Point labeling dataset excerpts
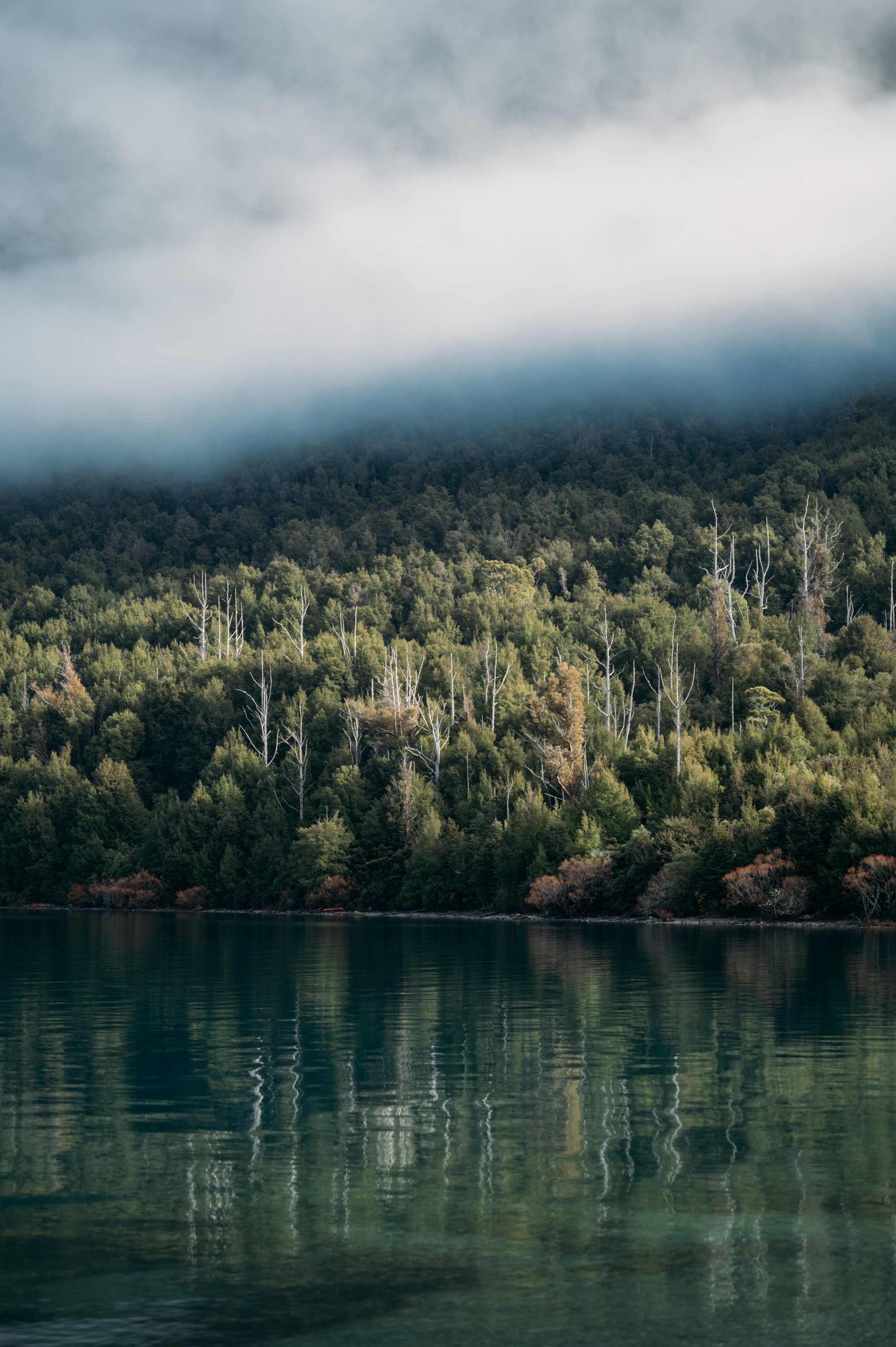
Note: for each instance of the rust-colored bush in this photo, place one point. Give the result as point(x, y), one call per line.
point(196, 898)
point(133, 891)
point(672, 890)
point(770, 884)
point(872, 885)
point(580, 887)
point(335, 892)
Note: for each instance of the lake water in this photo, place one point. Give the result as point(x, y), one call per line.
point(347, 1131)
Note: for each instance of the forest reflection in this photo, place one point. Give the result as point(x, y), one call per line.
point(359, 1112)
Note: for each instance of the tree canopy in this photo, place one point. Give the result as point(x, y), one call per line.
point(426, 668)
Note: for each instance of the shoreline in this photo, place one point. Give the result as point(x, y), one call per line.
point(823, 924)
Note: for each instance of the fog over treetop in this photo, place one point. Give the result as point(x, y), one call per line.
point(216, 215)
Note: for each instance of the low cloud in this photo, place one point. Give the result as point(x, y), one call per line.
point(213, 227)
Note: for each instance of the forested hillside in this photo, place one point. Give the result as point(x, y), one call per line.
point(587, 665)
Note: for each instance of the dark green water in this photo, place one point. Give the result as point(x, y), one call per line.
point(363, 1132)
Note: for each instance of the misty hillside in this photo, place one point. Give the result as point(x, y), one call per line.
point(375, 673)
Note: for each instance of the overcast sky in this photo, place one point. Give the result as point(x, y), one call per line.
point(216, 216)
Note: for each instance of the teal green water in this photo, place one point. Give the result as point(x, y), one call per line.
point(372, 1131)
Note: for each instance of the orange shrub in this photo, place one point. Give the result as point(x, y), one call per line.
point(133, 891)
point(872, 885)
point(578, 887)
point(770, 884)
point(335, 892)
point(197, 898)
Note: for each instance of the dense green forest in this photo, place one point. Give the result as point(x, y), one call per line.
point(624, 663)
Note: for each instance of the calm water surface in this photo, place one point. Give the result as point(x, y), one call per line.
point(368, 1132)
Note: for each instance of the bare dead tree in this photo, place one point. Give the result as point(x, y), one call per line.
point(452, 666)
point(264, 740)
point(199, 618)
point(297, 757)
point(352, 730)
point(294, 627)
point(817, 535)
point(762, 570)
point(623, 712)
point(491, 684)
point(678, 698)
point(852, 612)
point(658, 694)
point(607, 635)
point(723, 625)
point(798, 668)
point(436, 728)
point(231, 625)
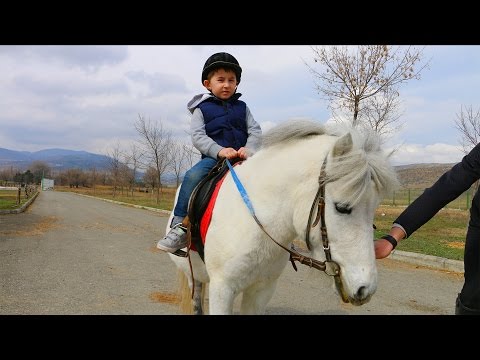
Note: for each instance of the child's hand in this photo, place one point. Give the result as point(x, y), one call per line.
point(229, 153)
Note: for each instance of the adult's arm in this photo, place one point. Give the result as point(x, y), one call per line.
point(447, 188)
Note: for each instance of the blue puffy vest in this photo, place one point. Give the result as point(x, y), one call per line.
point(225, 121)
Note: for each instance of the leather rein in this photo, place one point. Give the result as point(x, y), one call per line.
point(329, 266)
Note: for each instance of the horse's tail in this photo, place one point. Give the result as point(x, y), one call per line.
point(187, 305)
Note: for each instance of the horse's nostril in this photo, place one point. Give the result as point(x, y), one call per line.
point(361, 293)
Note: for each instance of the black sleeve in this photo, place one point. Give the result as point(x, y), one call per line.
point(446, 189)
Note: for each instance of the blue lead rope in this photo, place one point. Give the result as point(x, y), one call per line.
point(241, 189)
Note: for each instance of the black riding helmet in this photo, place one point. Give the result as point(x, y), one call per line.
point(221, 60)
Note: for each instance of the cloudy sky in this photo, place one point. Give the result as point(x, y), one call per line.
point(87, 98)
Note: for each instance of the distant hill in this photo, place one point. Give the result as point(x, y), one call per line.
point(57, 159)
point(414, 176)
point(421, 176)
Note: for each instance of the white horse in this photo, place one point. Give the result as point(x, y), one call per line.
point(302, 169)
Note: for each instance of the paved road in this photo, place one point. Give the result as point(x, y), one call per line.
point(69, 254)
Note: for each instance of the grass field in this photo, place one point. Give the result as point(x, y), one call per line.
point(443, 235)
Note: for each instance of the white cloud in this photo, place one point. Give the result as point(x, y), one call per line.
point(88, 97)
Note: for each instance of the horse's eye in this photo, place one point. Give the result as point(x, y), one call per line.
point(343, 208)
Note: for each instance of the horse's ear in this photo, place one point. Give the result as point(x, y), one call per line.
point(343, 145)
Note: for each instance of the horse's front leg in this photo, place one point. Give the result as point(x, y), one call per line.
point(220, 297)
point(257, 296)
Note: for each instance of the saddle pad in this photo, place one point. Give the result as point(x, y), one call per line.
point(207, 216)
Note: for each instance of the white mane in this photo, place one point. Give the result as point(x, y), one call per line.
point(356, 167)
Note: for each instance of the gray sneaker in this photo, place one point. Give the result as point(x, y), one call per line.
point(174, 240)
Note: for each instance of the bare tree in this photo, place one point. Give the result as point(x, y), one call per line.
point(192, 155)
point(94, 178)
point(364, 80)
point(150, 178)
point(157, 142)
point(468, 123)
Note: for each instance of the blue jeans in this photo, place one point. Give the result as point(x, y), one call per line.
point(190, 181)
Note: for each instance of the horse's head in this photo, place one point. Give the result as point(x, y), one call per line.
point(355, 177)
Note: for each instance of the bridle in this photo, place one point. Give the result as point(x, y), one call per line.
point(329, 266)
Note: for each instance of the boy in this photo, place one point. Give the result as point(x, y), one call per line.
point(222, 127)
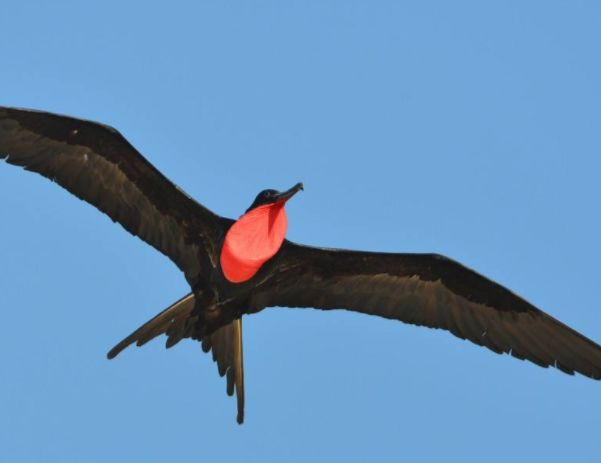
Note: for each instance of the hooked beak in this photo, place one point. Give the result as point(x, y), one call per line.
point(286, 195)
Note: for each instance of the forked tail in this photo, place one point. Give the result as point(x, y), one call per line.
point(179, 321)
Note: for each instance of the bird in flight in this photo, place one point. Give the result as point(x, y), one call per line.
point(238, 267)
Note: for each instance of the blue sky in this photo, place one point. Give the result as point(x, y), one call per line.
point(466, 128)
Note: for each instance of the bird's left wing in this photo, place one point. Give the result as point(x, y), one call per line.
point(97, 164)
point(426, 290)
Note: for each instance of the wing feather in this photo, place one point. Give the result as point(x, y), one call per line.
point(427, 290)
point(98, 165)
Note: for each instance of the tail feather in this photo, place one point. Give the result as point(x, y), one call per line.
point(178, 321)
point(175, 314)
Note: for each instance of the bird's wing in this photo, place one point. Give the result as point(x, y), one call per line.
point(97, 164)
point(427, 290)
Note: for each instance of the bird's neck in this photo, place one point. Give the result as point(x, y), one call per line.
point(252, 240)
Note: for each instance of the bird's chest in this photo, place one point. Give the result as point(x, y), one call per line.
point(251, 241)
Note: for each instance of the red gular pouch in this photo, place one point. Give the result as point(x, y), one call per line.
point(253, 239)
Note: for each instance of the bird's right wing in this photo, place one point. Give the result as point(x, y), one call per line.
point(426, 290)
point(97, 164)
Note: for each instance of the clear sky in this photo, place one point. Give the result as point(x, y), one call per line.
point(466, 128)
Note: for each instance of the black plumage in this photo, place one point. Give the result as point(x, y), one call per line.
point(98, 165)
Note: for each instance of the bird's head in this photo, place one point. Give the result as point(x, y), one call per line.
point(274, 197)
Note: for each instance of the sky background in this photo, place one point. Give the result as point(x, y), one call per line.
point(466, 128)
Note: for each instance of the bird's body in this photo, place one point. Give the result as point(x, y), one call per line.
point(237, 267)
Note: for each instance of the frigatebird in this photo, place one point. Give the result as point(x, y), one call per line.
point(238, 267)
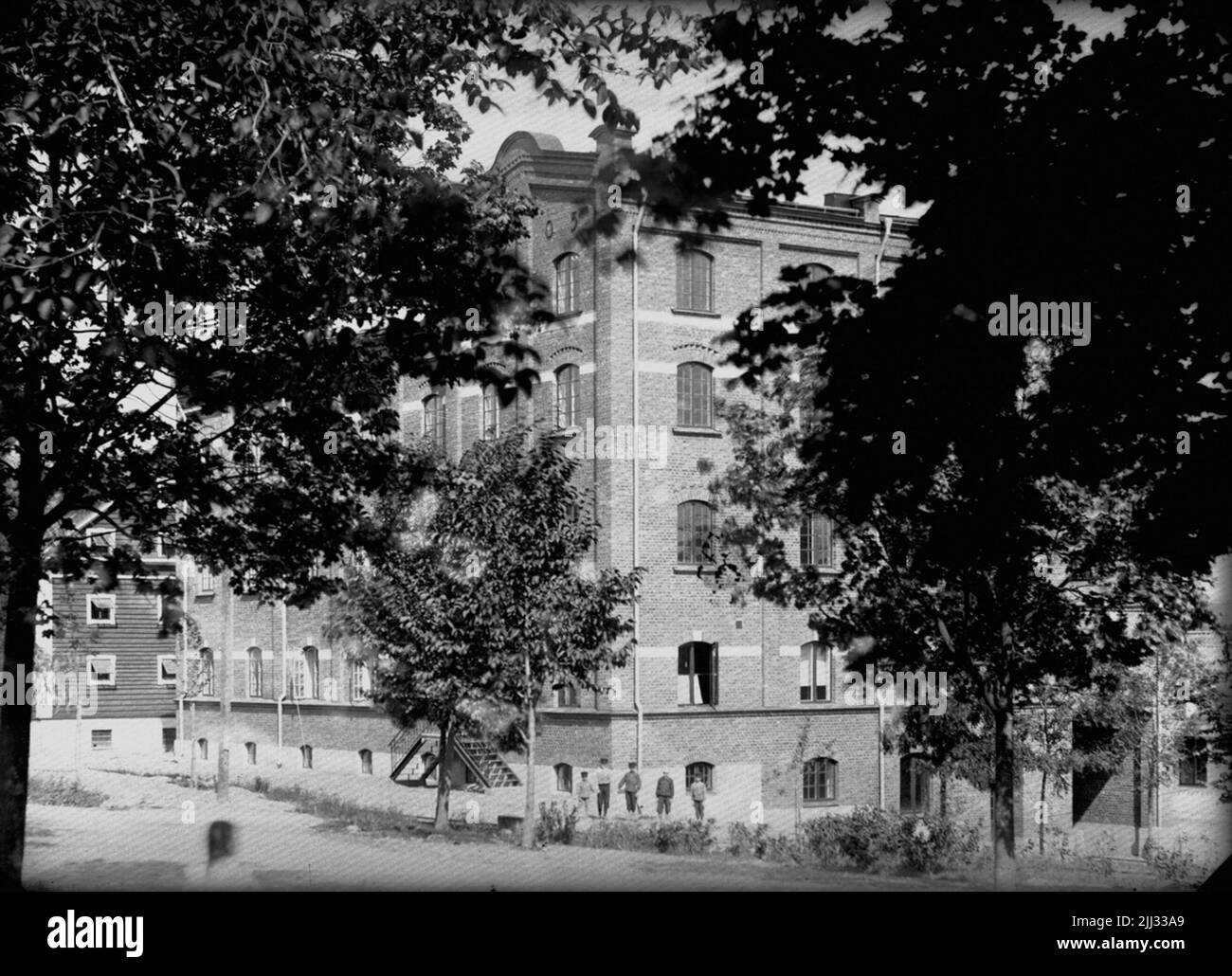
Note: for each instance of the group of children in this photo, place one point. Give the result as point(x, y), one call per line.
point(631, 784)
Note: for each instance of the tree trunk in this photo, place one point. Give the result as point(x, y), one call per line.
point(443, 775)
point(1042, 816)
point(1003, 798)
point(529, 813)
point(17, 659)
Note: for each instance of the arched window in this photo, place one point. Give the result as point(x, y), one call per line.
point(814, 672)
point(695, 521)
point(698, 673)
point(567, 381)
point(695, 271)
point(817, 542)
point(491, 429)
point(821, 780)
point(303, 675)
point(205, 672)
point(817, 273)
point(434, 419)
point(361, 680)
point(915, 784)
point(695, 394)
point(567, 298)
point(254, 672)
point(703, 771)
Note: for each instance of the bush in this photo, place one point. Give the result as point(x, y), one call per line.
point(684, 837)
point(60, 791)
point(555, 824)
point(931, 844)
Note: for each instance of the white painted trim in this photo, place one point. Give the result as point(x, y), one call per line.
point(739, 651)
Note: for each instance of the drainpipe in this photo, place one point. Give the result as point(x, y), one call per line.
point(637, 671)
point(282, 696)
point(885, 237)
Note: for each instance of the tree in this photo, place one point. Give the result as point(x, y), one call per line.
point(282, 163)
point(483, 606)
point(953, 458)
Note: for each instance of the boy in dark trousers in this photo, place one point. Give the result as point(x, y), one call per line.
point(629, 784)
point(604, 782)
point(663, 791)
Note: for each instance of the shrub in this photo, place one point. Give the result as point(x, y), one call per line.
point(60, 791)
point(555, 824)
point(684, 837)
point(929, 844)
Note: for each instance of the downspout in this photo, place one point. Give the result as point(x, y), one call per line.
point(282, 696)
point(885, 238)
point(637, 671)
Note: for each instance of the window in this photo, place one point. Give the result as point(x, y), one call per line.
point(821, 780)
point(817, 273)
point(101, 669)
point(168, 669)
point(254, 672)
point(361, 680)
point(817, 542)
point(434, 419)
point(695, 394)
point(567, 283)
point(567, 396)
point(915, 783)
point(1193, 763)
point(700, 770)
point(205, 672)
point(694, 526)
point(695, 271)
point(303, 675)
point(101, 609)
point(814, 673)
point(491, 413)
point(698, 675)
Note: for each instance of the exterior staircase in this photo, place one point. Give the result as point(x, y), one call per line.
point(477, 754)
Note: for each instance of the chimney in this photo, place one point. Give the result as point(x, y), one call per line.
point(610, 140)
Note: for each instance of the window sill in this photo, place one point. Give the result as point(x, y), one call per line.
point(686, 431)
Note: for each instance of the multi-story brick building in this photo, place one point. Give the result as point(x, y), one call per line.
point(633, 365)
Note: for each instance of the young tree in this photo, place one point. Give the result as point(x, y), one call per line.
point(286, 159)
point(483, 605)
point(952, 456)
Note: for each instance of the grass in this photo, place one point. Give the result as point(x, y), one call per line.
point(343, 815)
point(61, 791)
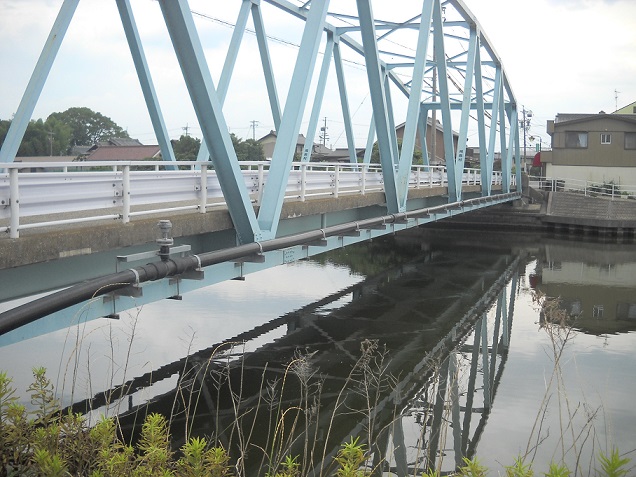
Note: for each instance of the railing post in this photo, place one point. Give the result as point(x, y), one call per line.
point(126, 193)
point(261, 180)
point(303, 181)
point(203, 184)
point(365, 168)
point(14, 191)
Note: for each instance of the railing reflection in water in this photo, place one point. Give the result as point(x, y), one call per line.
point(430, 366)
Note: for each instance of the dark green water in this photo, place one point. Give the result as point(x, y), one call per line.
point(462, 358)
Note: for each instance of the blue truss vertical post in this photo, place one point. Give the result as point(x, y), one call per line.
point(320, 93)
point(209, 112)
point(228, 66)
point(380, 107)
point(261, 38)
point(36, 83)
point(145, 80)
point(414, 111)
point(466, 105)
point(497, 98)
point(512, 140)
point(486, 172)
point(370, 139)
point(454, 182)
point(283, 155)
point(517, 150)
point(344, 102)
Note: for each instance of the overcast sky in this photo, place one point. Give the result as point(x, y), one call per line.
point(561, 56)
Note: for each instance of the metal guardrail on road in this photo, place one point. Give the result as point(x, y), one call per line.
point(96, 191)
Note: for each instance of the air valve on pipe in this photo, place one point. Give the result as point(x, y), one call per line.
point(164, 241)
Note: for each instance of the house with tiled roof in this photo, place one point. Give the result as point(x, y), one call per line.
point(598, 148)
point(629, 109)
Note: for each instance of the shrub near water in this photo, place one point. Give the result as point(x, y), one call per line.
point(45, 442)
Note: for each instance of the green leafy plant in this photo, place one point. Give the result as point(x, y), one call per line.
point(613, 465)
point(558, 470)
point(350, 458)
point(519, 469)
point(472, 468)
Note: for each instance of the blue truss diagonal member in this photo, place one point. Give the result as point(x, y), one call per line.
point(210, 115)
point(320, 93)
point(33, 90)
point(454, 182)
point(466, 102)
point(492, 140)
point(389, 105)
point(261, 39)
point(422, 125)
point(370, 139)
point(486, 172)
point(228, 66)
point(413, 111)
point(503, 144)
point(283, 155)
point(344, 102)
point(378, 101)
point(147, 87)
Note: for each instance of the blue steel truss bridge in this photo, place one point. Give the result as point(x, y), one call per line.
point(86, 233)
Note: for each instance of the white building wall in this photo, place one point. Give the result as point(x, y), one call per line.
point(599, 175)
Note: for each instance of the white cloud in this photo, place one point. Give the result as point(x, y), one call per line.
point(560, 56)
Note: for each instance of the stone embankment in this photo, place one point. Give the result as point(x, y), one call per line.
point(560, 212)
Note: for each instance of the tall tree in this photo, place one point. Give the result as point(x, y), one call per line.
point(186, 148)
point(50, 138)
point(88, 127)
point(248, 150)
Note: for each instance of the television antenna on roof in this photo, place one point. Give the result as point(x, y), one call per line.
point(616, 99)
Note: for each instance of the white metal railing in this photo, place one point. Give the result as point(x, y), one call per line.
point(585, 187)
point(38, 195)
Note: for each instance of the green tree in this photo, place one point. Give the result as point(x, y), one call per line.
point(186, 148)
point(247, 150)
point(88, 127)
point(417, 154)
point(41, 138)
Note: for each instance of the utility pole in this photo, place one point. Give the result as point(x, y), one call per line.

Exercise directions:
Add -20 to every coordinate in the point answers, then write out everything from the line containing "Note: for each instance of the misty" down to the line containing "point(624, 663)", with the notes included.

Worked solution:
Note: for each instance of the misty hillside in this photo, place one point. Give the result as point(x, y), one call per line.
point(355, 653)
Note: for each instance of the overcast sky in this photo, place one point. Give the result as point(x, y), one call per line.
point(196, 196)
Note: for each instance of the teal green water in this photo, place one point. Give the result as point(x, y), one call per line.
point(352, 1111)
Note: for each instance of the orange shrub in this photo, place one point. Give the result as point(x, y), one call per line.
point(113, 871)
point(852, 865)
point(558, 867)
point(750, 864)
point(315, 872)
point(177, 878)
Note: for each instance of the dense green forest in this photo, place one point. Give the result as point(x, y), one call per line.
point(604, 643)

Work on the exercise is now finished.